I did a little research and, while in no way offering a definitive answer over the matter, found evidence of homosexual activities for thirteen out of fifteen names. Besides the already mentioned Claudius, I didn't find any allegations about Vespasian and Antoninus Pius, who also seemed to be strictly attracted to women.
With the exception of the ones about Nerva and Hadrian, all following quotes were taken from Craig A. Williams' Roman Homosexuality.
(Warning: most quotes include mentions of some kind of non-consensual relationship, including with minors)
AUGUSTUS
Augustus himself acquired the reputation of an avid womanizer, but he also was said to have kept male slaves as his deliciae or “darlings,” one of whom, named Sarmentus, is mentioned in passing by Plutarch.
Augustus, one late source gossips, used to sleep in the midst of twelve catamiti and as many girls.
TIBERIUS
Funerary inscriptions from the imperial household under Augustus and Tiberius reveal that among the different positions filled by slaves in the palace were those of glaber ab cyatho (a smooth boy who served wine), glabrorum ornator (a male slave who served as beautician for the smooth boys), and puerorum ornatrix (a female beautician for boys).
Suetonius’ allusion to Galba’s tastes for mature males is far removed in tone from his explicitly moralizing condemnation of Tiberius’ shocking sexual use of very young boys (what he did “cannot be mentioned or heard, let alone believed”).

[Image boundary labeling items]
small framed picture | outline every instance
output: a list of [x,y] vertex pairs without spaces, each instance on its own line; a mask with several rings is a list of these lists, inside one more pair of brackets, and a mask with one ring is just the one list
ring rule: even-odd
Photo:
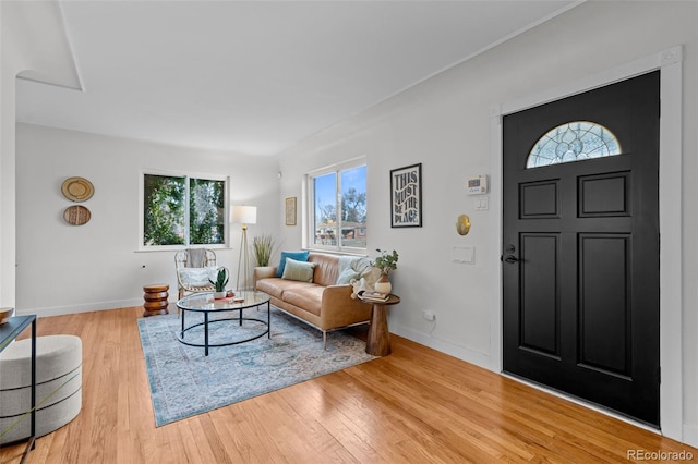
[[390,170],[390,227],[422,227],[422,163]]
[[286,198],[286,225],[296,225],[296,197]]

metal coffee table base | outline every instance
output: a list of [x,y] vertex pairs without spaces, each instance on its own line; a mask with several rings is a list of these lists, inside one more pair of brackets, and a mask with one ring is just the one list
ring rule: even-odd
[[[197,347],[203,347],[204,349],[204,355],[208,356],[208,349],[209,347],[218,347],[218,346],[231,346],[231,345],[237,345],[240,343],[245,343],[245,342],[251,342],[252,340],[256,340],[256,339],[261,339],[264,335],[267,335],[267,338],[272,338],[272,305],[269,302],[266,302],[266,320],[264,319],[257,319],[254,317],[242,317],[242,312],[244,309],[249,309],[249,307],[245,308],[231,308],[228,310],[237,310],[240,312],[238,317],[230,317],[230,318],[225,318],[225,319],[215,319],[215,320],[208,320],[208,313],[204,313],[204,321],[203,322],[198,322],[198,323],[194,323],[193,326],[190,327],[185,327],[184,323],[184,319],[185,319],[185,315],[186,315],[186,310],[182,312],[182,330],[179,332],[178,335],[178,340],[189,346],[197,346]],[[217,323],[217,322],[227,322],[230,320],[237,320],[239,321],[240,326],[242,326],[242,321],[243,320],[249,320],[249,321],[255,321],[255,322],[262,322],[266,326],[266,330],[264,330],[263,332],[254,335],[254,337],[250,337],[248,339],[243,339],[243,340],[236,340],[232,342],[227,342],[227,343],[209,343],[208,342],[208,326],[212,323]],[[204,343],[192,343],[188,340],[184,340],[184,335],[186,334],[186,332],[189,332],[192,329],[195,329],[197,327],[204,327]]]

Task directions>
Summarize the text on Roman emperors in three sentences. The material stands apart from the text and has no connection to it.

Response>
The writer found evidence of homosexual activities for thirteen of fifteen emperors, but found no allegations about Claudius, Vespasian, or Antoninus Pius. Most of the quotes come from Craig A. Williams' Roman Homosexuality, and most mention some kind of non-consensual relationship. Augustus was known as an avid womanizer but was also said to have kept male slaves as "darlings," while Suetonius condemned Tiberius for his sexual use of very young boys.